Document segment —
Old and new Filipino nurses scored important victories last week.
In the United States, four Filipino-American nurses won their discrimination case against a Maryland-based hospital that fired them for speaking in Tagalog.
On the home front, a total of 37,513 nursing graduates passed the board examinations and earned their professional licenses.
According to a Philippine Daily Inquirer report, the United States Equal Opportunity Employment Commission ruled on Aug. 16 in favor of nurses Jazziel Granada, Corina Yap, Ana Rosales and Hachelle Natano against the Bon Secours Health System.
The commission said the nurses were subjected to “unequal terms and conditions of employment, a hostile work environment, disciplinary action and discharge because of their national origin. It ordered the hospital to discuss a financial settlement with the health workers that may include a demand for an apology and diversity training for management and staff.
The four Filipino nurses who filed their case in June 2010 were just some of many who sued their American employers for workplace discrimination.
This shows that life for Filipino nurses won’t necessarily be smooth-sailing even if they obtain employment in so-called greener pastures overseas.
Which is why we congratulate and say “Take heart” to the latest batch of registered Filipino nurses, who earned their RN status when many hospitals in the US and elsewhere in the world have imposed a hiring freeze amid fears of yet another global economic recession.

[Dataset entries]
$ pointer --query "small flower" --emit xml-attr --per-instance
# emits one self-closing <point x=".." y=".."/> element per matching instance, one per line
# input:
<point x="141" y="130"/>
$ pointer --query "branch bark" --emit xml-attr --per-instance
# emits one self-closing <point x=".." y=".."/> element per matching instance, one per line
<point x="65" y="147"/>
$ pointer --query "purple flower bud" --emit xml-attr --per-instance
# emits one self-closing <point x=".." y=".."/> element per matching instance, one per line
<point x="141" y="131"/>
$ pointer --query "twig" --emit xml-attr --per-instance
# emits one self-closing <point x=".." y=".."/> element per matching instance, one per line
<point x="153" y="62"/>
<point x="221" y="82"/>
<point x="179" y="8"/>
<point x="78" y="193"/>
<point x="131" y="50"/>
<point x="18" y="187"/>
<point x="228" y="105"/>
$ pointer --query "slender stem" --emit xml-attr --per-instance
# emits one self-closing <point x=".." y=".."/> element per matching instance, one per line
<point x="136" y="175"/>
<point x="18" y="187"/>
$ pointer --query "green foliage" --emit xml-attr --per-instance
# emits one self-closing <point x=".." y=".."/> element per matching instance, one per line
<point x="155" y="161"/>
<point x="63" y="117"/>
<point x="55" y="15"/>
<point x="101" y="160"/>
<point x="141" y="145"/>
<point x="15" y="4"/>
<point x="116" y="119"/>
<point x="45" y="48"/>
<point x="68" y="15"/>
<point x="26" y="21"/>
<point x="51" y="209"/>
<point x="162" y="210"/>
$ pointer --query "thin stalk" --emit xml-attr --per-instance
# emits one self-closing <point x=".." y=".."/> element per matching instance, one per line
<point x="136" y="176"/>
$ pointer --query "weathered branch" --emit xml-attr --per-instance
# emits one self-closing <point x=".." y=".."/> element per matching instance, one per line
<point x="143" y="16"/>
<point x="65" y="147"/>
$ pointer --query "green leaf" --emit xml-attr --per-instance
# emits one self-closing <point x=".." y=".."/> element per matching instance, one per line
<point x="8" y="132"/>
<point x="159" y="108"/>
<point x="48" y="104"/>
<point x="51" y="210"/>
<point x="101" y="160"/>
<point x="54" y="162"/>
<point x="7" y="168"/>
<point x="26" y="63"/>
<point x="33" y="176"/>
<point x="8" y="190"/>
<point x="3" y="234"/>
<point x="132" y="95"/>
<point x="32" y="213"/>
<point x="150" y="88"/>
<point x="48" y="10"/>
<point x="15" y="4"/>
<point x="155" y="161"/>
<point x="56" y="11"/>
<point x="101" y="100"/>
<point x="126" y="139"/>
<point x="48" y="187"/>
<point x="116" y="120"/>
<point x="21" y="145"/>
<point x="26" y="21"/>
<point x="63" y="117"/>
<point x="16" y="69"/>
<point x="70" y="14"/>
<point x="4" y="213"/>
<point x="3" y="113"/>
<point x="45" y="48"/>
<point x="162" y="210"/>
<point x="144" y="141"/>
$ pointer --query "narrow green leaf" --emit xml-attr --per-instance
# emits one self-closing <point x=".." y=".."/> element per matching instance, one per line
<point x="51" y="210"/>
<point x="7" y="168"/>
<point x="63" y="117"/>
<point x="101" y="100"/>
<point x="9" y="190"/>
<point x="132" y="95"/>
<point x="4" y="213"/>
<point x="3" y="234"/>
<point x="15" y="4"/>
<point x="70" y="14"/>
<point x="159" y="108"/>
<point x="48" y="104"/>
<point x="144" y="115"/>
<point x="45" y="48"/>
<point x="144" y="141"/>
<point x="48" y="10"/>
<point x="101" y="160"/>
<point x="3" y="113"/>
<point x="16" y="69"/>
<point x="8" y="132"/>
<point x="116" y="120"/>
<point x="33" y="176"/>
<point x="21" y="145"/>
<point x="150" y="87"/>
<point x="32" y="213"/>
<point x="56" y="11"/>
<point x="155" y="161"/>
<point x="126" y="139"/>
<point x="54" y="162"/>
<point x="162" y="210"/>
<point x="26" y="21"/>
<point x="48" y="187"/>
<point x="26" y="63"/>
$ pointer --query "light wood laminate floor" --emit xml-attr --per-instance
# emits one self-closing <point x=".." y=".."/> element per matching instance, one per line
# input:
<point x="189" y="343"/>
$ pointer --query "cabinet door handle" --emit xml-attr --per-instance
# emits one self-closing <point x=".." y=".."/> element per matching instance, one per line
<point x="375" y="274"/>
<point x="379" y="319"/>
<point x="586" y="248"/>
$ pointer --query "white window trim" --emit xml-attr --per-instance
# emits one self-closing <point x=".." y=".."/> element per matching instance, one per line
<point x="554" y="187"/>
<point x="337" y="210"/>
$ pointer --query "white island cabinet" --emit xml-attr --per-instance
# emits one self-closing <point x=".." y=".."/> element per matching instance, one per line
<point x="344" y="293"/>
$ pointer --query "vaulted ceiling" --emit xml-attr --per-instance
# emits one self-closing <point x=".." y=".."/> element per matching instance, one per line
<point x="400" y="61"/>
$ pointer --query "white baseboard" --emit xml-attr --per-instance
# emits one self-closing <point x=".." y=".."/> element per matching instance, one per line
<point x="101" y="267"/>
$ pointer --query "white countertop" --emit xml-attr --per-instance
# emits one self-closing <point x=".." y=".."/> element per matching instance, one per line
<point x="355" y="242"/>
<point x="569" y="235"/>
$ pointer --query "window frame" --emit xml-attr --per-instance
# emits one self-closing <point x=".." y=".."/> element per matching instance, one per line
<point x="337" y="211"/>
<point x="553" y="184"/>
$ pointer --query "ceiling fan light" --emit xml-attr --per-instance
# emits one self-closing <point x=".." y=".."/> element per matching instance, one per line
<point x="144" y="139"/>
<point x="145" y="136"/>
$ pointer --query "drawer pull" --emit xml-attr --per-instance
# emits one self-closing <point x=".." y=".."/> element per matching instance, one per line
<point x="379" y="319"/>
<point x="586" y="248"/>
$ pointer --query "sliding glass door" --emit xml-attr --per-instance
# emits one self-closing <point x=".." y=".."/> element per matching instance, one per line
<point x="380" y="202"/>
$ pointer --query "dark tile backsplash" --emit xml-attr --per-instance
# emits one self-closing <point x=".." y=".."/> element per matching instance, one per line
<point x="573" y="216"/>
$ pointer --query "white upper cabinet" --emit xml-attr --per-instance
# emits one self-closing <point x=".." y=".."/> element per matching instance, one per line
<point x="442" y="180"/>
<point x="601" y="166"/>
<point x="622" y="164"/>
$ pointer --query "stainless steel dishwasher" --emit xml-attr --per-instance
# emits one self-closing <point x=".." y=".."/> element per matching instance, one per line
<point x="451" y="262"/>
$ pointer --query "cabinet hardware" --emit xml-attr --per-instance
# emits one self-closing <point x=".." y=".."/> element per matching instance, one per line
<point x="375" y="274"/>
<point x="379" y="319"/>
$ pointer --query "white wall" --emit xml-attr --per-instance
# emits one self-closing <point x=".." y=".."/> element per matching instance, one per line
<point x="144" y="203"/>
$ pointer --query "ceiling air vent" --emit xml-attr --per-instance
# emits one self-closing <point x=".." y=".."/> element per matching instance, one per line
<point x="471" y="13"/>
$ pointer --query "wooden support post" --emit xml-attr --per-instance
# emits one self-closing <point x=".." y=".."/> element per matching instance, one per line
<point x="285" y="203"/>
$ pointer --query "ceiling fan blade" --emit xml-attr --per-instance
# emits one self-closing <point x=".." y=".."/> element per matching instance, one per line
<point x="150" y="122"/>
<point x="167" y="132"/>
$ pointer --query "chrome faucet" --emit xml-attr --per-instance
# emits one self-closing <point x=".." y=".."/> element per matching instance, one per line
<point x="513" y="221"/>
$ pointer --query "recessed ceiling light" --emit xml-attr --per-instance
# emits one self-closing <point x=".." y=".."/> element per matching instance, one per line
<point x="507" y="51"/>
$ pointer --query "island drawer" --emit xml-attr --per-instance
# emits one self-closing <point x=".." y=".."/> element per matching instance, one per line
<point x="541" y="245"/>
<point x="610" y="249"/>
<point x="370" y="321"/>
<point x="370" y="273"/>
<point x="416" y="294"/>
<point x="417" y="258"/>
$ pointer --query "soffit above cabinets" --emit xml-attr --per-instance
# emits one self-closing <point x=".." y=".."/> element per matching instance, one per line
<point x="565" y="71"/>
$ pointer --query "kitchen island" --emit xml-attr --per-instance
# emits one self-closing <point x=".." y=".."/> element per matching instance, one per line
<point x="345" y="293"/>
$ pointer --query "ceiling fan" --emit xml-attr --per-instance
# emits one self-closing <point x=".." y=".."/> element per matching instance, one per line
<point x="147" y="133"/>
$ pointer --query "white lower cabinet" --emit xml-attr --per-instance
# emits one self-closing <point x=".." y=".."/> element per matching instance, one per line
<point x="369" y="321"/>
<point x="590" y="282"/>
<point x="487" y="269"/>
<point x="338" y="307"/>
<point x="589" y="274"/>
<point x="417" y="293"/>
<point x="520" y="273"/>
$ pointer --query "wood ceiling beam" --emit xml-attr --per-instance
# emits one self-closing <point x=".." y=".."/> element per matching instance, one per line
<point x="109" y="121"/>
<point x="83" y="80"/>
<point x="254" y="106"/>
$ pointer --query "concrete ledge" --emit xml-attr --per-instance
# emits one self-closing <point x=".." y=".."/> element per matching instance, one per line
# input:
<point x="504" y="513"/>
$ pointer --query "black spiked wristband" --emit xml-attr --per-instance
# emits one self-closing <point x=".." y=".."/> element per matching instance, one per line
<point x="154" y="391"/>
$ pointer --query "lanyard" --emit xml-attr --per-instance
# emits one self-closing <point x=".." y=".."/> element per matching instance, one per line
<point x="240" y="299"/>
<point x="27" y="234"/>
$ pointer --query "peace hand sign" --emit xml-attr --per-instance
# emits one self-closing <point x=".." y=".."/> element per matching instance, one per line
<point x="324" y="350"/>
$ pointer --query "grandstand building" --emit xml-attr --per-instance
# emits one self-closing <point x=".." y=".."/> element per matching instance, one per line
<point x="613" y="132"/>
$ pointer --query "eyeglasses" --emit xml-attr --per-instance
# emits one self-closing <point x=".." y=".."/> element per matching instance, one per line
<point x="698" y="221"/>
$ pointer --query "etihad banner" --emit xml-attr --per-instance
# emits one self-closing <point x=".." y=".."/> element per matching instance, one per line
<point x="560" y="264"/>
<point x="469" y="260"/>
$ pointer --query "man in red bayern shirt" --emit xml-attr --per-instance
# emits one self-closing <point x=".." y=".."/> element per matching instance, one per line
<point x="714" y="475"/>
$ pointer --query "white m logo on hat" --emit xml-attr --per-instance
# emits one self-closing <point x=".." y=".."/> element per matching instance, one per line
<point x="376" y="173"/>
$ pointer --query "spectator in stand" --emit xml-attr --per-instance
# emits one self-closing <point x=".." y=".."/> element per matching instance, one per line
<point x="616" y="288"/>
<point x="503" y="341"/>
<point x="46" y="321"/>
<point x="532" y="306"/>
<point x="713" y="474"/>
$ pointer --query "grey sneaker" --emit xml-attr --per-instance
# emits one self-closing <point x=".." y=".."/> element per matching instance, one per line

Directions for this task —
Rewrite the Filipino nurses text from "The commission said" up to and including "greener pastures overseas.", changing every "nurses" to "caregivers". Use only the text to complete these.

Answer section —
The commission said the caregivers were subjected to “unequal terms and conditions of employment, a hostile work environment, disciplinary action and discharge because of their national origin. It ordered the hospital to discuss a financial settlement with the health workers that may include a demand for an apology and diversity training for management and staff.
The four Filipino caregivers who filed their case in June 2010 were just some of many who sued their American employers for workplace discrimination.
This shows that life for Filipino caregivers won’t necessarily be smooth-sailing even if they obtain employment in so-called greener pastures overseas.